Work item>
Find every line in the entries that holds the string "child" and report it.

Natural language region descriptions

▶

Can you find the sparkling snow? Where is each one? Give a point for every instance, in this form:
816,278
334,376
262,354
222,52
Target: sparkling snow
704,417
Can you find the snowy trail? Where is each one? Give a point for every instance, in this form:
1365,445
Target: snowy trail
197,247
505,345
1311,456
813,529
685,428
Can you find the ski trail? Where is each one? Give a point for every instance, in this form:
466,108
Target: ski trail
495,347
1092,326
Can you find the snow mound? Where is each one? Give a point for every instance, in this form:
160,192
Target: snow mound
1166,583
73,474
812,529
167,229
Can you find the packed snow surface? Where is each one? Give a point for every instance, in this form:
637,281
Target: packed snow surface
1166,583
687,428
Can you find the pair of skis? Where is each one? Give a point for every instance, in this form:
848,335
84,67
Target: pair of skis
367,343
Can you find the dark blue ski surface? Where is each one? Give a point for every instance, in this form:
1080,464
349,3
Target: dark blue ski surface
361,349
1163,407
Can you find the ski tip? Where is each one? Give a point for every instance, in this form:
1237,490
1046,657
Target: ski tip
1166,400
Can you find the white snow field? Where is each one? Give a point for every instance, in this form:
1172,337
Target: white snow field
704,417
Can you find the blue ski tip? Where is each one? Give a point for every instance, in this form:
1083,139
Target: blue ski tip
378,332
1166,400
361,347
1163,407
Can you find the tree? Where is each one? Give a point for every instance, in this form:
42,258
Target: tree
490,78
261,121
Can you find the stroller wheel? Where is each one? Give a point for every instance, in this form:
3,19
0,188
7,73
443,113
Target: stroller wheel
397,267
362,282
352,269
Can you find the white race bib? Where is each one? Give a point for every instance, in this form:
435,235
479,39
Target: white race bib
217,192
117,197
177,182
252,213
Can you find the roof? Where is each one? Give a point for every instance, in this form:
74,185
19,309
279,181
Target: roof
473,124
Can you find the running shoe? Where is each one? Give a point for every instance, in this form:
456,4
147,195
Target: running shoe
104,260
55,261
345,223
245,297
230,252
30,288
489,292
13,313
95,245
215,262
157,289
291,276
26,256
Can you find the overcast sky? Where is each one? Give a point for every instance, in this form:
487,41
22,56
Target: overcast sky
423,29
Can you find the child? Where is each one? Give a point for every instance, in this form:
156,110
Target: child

◀

Response area>
Can you find the child? Where is each one? Give a point for every instance, in this form:
Target: child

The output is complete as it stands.